Instructions for the task ->
Each line containing the string "uniform" should be copied out of the entries.

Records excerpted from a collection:
· · · · · · ·

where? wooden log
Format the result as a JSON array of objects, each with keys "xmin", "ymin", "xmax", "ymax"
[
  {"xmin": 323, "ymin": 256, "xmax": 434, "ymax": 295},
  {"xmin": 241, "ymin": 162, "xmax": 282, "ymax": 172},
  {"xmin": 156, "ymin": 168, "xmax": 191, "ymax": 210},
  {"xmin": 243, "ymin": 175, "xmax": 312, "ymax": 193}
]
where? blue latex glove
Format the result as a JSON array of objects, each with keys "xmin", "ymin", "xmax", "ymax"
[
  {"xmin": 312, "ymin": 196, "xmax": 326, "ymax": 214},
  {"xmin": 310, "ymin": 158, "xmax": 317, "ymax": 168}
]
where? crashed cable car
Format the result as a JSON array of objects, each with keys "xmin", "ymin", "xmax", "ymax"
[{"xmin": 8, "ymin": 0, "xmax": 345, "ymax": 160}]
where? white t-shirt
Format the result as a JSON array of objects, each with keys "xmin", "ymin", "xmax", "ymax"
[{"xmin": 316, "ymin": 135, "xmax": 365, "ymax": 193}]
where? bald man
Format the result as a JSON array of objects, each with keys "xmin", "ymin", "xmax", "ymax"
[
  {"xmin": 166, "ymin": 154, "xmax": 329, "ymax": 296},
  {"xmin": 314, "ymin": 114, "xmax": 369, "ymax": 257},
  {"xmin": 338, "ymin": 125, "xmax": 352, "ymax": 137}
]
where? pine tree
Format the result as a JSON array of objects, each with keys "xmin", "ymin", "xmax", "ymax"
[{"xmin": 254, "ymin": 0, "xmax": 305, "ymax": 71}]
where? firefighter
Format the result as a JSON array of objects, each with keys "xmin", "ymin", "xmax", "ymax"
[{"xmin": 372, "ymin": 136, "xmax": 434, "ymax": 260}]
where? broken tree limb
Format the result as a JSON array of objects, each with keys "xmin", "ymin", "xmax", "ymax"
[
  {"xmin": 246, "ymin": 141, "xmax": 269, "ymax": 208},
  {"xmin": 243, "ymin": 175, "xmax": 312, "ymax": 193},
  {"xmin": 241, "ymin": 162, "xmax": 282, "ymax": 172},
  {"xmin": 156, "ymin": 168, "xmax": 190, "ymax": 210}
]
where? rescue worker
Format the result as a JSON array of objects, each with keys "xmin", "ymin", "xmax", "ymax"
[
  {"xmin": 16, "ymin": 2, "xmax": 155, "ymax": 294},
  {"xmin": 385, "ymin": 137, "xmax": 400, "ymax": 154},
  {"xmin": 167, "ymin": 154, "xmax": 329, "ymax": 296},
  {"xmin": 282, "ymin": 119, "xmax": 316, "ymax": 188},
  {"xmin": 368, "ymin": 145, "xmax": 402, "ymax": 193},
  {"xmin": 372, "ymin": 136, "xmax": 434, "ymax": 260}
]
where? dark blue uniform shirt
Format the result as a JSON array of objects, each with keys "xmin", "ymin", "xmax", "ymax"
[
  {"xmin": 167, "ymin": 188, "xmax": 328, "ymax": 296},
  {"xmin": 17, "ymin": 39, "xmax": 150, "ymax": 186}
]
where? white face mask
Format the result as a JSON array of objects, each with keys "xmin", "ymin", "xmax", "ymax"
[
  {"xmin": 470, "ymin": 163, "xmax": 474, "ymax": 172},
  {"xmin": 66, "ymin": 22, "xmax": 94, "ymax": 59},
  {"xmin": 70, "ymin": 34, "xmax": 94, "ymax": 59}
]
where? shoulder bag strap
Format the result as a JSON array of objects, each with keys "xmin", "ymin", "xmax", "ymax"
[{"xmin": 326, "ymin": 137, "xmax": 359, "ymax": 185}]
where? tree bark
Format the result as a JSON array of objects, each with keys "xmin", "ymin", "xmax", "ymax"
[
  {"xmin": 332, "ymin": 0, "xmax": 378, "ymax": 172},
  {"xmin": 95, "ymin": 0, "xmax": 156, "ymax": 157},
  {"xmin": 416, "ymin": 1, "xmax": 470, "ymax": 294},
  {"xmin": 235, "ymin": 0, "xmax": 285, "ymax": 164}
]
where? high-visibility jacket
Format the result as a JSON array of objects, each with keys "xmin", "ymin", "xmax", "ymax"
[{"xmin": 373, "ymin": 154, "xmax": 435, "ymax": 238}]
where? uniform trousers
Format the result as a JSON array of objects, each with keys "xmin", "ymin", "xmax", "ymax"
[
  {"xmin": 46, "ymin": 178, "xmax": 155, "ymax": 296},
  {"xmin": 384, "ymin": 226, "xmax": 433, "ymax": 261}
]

· · · · · · ·

Task answer ->
where? dark blue uniform shirt
where? uniform trousers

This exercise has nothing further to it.